TEXT start

For demand marketers focused on driving sales and business growth, revenue is the ultimate KPI.
And targeting your audience with paid social media campaigns is one of the best ways to do that.
When you hit the sweet spot of the right audience, right social channel, right ad and right offer, there really isn’t a better advertising medium for B2B.
This B2B Paid Social Benchmark Report will give any B2B company the data, insights, and social media strategies to level up their social media ads.
To find out what’s working, we looked at what’s working for our own customers.
We analyzed actual campaign data from every experiment the Metadata.io platform ran in 2020 to find paid social media benchmarks.
We looked at every data point we have access to, from spend and impressions to clicks and leads to MQLs—then all the way to opportunities and closed deals.
Our customers run the gamut from software to manufacturing to services—each with their own unique demand models. But after analyzing nearly $15M of ad spend, we’ve zeroed in on some of the ways our customers are boosting their LinkedIn and Facebook campaign performance.

TEXT end

## THINGS TO DO
a) According to the paid social benchmark text, about how much ad spend was analyzed?
b) List every data point that the paid social benchmark text names as examined, from spend through closed deals.
c) Pick up the text on the B2B paid social benchmark report after its final sentence and continue it.
The lines after this point are separate material and unrelated to the report.

SUPPLIED ENTRIES start

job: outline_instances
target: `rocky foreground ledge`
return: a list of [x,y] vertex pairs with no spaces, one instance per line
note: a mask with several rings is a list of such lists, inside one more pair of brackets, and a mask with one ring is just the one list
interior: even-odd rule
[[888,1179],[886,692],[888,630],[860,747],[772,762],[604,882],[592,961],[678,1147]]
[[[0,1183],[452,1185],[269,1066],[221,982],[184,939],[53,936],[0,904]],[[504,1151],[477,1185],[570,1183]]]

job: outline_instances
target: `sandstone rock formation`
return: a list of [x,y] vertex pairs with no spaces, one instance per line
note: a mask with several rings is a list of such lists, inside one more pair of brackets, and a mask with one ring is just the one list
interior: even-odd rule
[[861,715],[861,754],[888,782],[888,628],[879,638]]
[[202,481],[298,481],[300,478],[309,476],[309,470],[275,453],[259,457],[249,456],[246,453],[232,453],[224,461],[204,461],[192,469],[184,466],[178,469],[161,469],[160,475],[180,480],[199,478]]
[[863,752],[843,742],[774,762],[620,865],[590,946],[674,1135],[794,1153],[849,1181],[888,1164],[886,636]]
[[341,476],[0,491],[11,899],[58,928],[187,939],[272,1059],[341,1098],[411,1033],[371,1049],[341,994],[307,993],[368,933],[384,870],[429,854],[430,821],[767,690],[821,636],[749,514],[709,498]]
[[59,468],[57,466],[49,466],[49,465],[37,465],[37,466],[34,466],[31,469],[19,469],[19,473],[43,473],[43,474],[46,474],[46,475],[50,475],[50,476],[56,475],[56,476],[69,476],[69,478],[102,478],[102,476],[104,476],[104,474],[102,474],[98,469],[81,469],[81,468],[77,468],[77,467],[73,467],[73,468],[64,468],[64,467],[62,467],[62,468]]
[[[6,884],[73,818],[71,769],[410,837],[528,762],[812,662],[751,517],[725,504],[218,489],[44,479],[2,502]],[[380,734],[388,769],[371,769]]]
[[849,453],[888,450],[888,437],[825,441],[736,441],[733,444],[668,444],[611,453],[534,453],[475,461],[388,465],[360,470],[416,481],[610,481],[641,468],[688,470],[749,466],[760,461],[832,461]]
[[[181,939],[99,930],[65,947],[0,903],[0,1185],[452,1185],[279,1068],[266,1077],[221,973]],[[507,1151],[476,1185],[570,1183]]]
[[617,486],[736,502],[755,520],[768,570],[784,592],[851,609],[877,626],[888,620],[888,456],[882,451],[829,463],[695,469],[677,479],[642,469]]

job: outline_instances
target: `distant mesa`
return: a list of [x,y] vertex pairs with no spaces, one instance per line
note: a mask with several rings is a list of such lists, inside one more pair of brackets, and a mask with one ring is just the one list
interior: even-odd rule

SUPPLIED ENTRIES end

## RESPONSES TO THE TASKS
a) Nearly $15M of ad spend was analyzed.

b) Spend, impressions, clicks, leads, MQLs, opportunities, closed deals

c)
The benchmarks and insights in this report are based on straight-up averages across all Metadata customers.
But we’re giving you the raw data so you can slice and dice however you’d like—by industry, annual ad spend and company size.
As you can see, there’s a huge range from lowest to highest values across the different metrics. That’s because there’s a wide range of differences in our customers and the products they sell.
For example, an $82 CPC could be great for a company that only targets CEOs of maritime engineering companies with a $100k ACV product, but horrible for a company selling task management software to developers for $12/month.
We already know what you’re thinking: My audience isn’t on Facebook.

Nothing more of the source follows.